'''
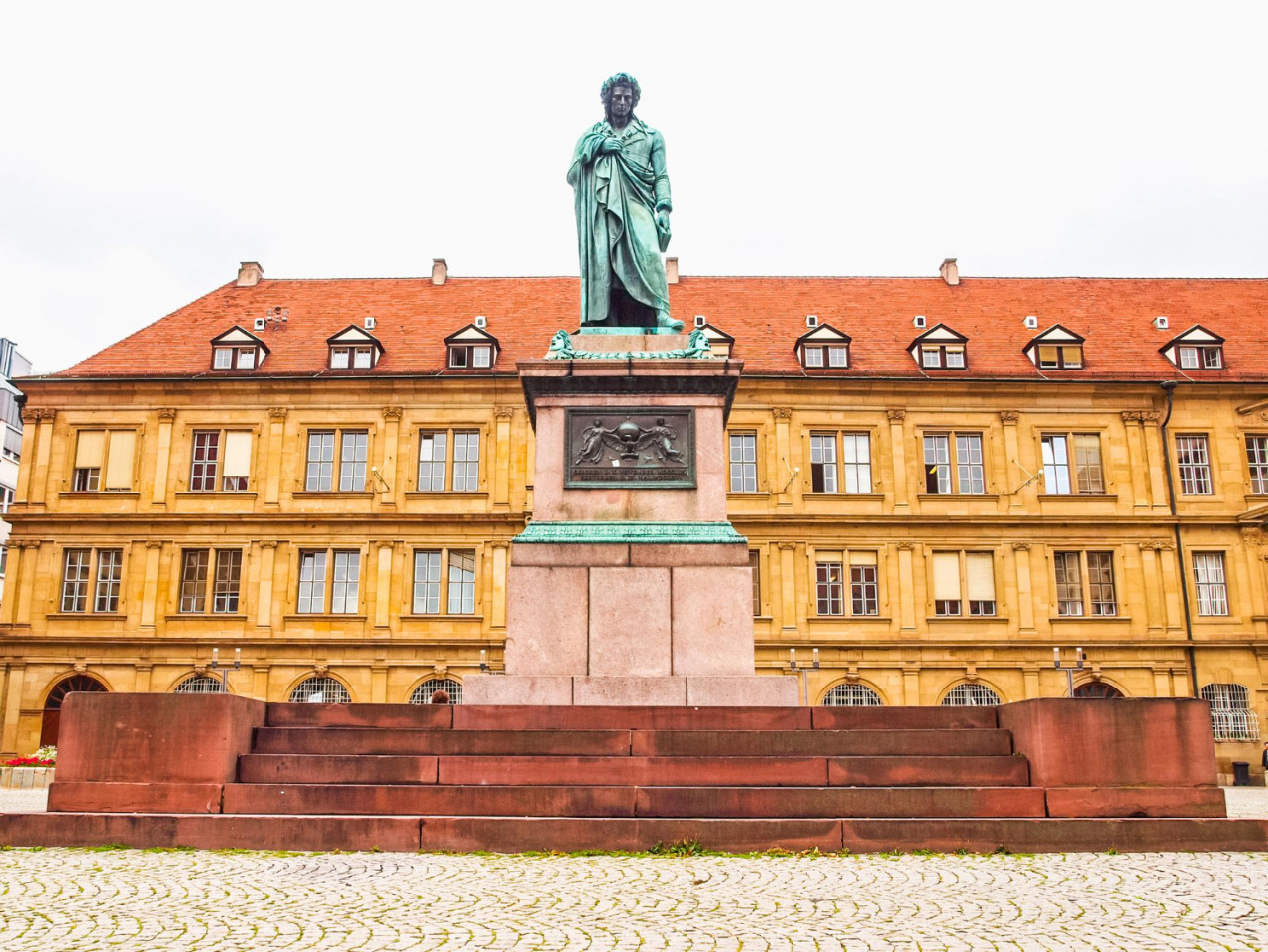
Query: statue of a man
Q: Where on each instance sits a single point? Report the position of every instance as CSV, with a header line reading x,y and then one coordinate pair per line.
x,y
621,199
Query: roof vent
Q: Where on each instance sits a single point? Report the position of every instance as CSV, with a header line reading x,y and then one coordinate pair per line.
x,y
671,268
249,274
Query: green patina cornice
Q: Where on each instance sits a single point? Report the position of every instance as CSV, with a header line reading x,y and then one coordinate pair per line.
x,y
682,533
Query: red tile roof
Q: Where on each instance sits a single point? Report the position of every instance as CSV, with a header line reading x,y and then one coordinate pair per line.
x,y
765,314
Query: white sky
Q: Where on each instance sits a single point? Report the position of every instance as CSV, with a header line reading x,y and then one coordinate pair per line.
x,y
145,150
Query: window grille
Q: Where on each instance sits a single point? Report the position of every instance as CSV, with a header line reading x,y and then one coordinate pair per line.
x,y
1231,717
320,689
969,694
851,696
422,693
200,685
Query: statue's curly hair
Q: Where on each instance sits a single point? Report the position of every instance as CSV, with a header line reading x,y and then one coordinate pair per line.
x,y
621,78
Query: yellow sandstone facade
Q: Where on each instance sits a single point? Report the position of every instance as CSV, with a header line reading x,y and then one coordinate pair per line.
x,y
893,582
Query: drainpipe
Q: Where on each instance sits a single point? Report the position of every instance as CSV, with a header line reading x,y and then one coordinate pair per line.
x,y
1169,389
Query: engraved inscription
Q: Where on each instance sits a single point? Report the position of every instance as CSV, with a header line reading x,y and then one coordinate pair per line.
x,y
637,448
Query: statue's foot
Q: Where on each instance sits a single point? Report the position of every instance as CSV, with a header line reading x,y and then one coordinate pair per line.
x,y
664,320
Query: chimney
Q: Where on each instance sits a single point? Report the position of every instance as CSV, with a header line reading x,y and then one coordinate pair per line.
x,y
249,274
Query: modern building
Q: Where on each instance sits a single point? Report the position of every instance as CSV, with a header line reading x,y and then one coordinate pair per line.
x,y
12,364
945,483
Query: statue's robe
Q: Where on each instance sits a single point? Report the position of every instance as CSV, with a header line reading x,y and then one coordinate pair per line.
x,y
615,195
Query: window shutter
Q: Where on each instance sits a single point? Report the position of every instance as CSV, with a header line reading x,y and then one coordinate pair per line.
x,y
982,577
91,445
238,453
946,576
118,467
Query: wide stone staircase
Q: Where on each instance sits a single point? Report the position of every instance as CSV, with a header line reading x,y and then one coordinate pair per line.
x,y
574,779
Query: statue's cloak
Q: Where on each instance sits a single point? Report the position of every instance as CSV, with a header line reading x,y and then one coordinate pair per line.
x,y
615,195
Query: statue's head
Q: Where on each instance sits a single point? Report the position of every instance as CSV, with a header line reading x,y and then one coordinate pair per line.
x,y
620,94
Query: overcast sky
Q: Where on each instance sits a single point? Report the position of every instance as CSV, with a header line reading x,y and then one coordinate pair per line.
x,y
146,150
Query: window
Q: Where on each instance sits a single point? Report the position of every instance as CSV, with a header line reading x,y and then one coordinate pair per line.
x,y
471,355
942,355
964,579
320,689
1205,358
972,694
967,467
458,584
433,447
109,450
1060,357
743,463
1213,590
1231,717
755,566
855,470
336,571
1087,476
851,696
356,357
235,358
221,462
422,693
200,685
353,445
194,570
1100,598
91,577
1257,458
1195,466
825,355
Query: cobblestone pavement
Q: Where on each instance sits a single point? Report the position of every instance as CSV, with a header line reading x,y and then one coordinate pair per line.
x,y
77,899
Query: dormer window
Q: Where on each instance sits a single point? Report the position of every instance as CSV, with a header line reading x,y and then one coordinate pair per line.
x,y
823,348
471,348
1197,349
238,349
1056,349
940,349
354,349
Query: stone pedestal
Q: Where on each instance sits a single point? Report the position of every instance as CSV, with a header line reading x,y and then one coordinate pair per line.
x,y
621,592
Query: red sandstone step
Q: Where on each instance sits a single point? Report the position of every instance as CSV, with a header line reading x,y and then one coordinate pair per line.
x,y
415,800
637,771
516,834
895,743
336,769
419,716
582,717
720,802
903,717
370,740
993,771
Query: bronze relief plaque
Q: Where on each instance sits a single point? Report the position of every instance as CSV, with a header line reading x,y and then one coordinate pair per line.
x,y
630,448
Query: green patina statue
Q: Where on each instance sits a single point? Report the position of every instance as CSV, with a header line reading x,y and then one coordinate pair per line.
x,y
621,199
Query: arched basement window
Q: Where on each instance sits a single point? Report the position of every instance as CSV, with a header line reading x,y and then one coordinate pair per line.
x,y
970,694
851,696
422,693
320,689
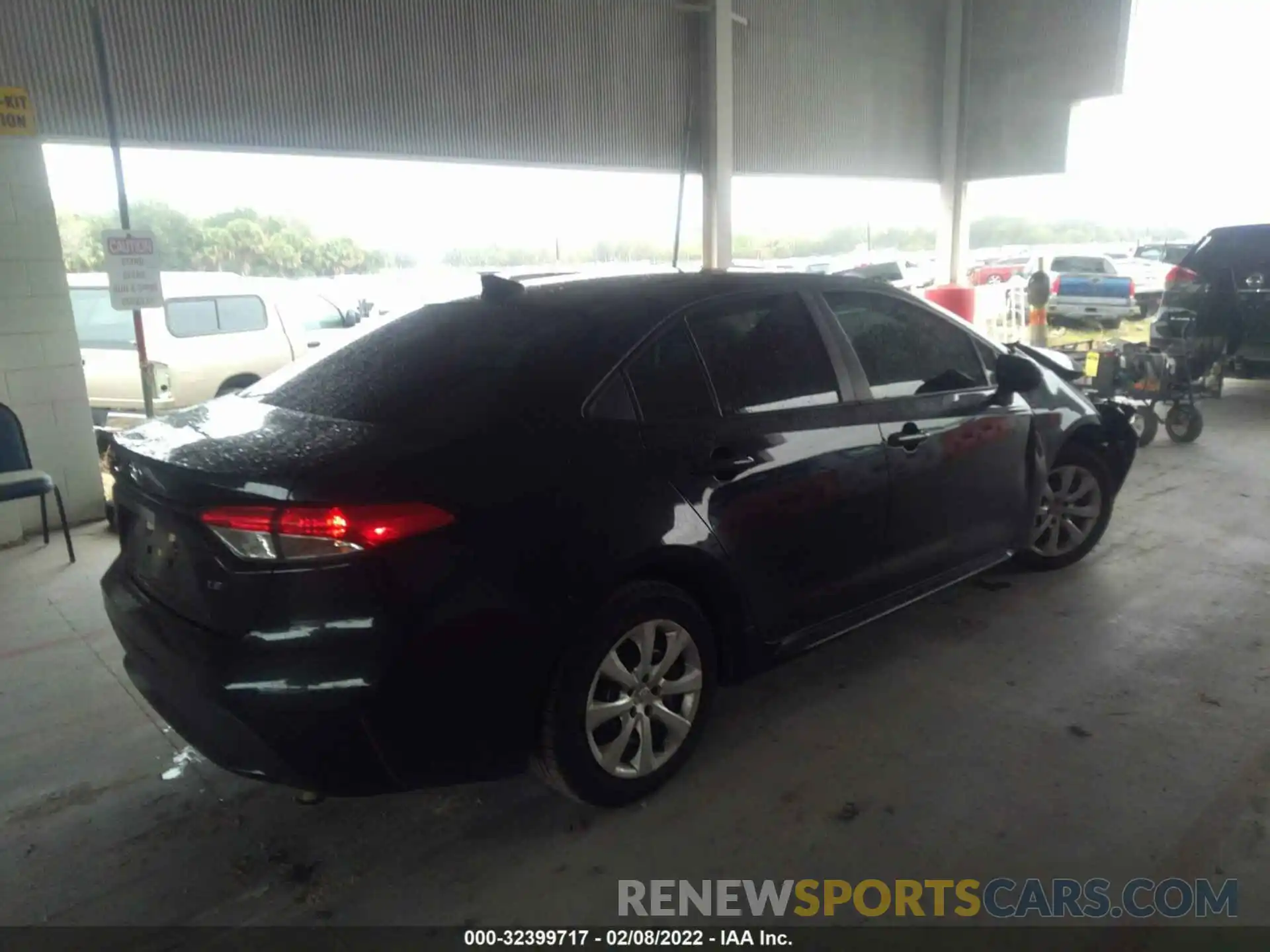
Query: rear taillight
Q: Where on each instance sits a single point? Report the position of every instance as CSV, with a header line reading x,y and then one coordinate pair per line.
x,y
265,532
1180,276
'''
What to produce> Write the records above out again exactly, with no pictures in your copy.

Full output>
Query: statue of a man
Q: Where on each instance sits a single point? Report the position of every instance as CSV, with a header line reading x,y and then one coordinate pair per line.
x,y
621,199
Query: roof vent
Q: Where on each instance sits a single point? Report the position of every instance as CSV, with a header line reading x,y and then one coordinate pair per line.
x,y
671,268
249,274
Query: green patina cornice
Q: Where on each instance sits a single point? Report the position of every instance as CSV, with a header line reading x,y and then one coordinate pair per line.
x,y
682,533
Query: red tile roof
Q: Where on each instance sits a single point? Report the position of every instance as CSV, with a header line reading x,y and then one coordinate pair per line.
x,y
765,314
Query: white sky
Q: Where on each instance sits a single point? Report the position of every instance as CSV, with a header line reading x,y and then one coordinate pair per line.
x,y
145,150
Query: window grille
Q: Where on each instance sits a single point? Report the position of every instance as CSV, with a header line reading x,y and then one coordinate pair per line.
x,y
1231,717
320,689
969,694
851,696
422,693
200,685
Query: statue's curly hair
Q: Where on each instance sits a single point? Report the position of every instance as CSV, with a header line reading x,y and then one coordinate pair per line.
x,y
621,78
Query: yellow sandstone facade
Q: Where on each instance sits a single point? Report the position of every instance as CSV, with a header line reading x,y and then one coordinate pair per line.
x,y
893,582
Query: drainpipe
Q: Where on each instance sits a single point? Report the position of every instance as CSV, with a header line reading x,y and then one coordinate pair per line.
x,y
1169,389
Query: engraved inscription
Q: Where on each instance sits a single point? Report the position of every instance as CSV, with a header line reading x,y and then one coordinate pair per line.
x,y
637,448
Query: statue's foot
Q: Where on each instance sits a single point? Report the position of every instance as CSV, with a header line reading x,y and then one coordinate pair per line.
x,y
664,320
Query: chimney
Q: Where on each instance sits a single point? Report the position of every instance as CSV, with a header line reading x,y and then one coordinate pair per line.
x,y
249,274
Query: modern building
Q: Where on each instance sits a single point? Report the position of every instance as CSV, with a header line reading x,y and then one coordinate pair per line.
x,y
12,364
945,483
Query: statue's robe
Q: Where on each instance sits a single point? Report the position of every instance as CSV, with a header line reading x,y and then one coordinate pair per line.
x,y
615,195
Query: window shutter
Q: Where on each instance sits a single point? Report the position of every instance as CSV, with a header line reading x,y and then one coordinate pair per line.
x,y
982,577
91,445
238,453
946,576
118,467
Query: wide stone staircase
Q: Where on each instance sits a single point? Report the position of every instance as CSV, with a header line reading x,y and then one coordinate pair per line.
x,y
574,779
Query: statue's cloak
Q: Where on each instance sits a single point? Report the position of every instance as CSV, with a header line reading x,y and then one coordinate pair per line.
x,y
615,195
Query: statue's head
Q: Where on each instance sits a single point? Report the position of every instance as CSV, with a header line reading x,y and then one coordinate pair per line.
x,y
620,94
Query: overcast sky
Q: Where on each instance sits a single point? Report the position of every instance as CSV, with a header line reading x,y and then one coordinate pair per line.
x,y
146,150
Query: window
Q: Where on each instance sits a single point? Report the position of every instance as CSV, with a header line reading x,y and then one coordinate pair per line.
x,y
471,355
942,355
964,579
320,689
1205,358
972,694
967,467
458,584
433,447
109,450
1060,357
743,463
1213,590
1231,717
755,566
855,470
336,571
1087,476
851,696
356,357
235,358
221,462
422,693
200,685
353,445
194,570
1100,598
91,577
1257,458
1195,466
825,355
Query: cobblestone pavement
Q: Where on each instance sits a single point? Report the position of every instance as CSV, with a header line reading x,y and then one coordinate pair per line.
x,y
77,899
Query: dormer window
Q: Where on each instance sits a single point? Report the position of every instance as CSV, with a header line reading x,y and then one coordinate pair per line.
x,y
823,348
471,348
1197,349
238,349
1056,349
940,349
354,349
Query: stone pedestal
Q: Where on each instance sits a single point? Report the position of every instance as CSV, with a header line reading x,y and then one coordinate pair per line.
x,y
621,592
Query: red sandstone step
Q: Where on each instance sits a single point? Report the position of every instance as CSV, with a header line reading x,y and then one coordinate pair per line.
x,y
415,800
637,771
516,834
895,743
336,769
419,716
582,717
720,802
903,717
370,740
993,771
Query: bronze relief plaque
Q: Where on each instance sits a single point? Report the position of every instance as CSV, with a header line reading x,y and then one coordinate pair per line.
x,y
630,448
Query: green patina statue
Q: Where on each instance sits a single point? Report the position of every instance as CSV, with a header line reading x,y and then one coordinate pair per line.
x,y
621,199
Query: arched basement window
Q: Where on each instance sits a single point? Report the position of every instance as CSV, with a header line reading x,y and then one coordinate pair per line.
x,y
970,694
851,696
422,693
320,689
Query: rear taillight
Q: Where on each instance sits a single point? Report the position of every instance as CSV, with a header line reading x,y and then one coordinate pair per line.
x,y
265,532
1180,276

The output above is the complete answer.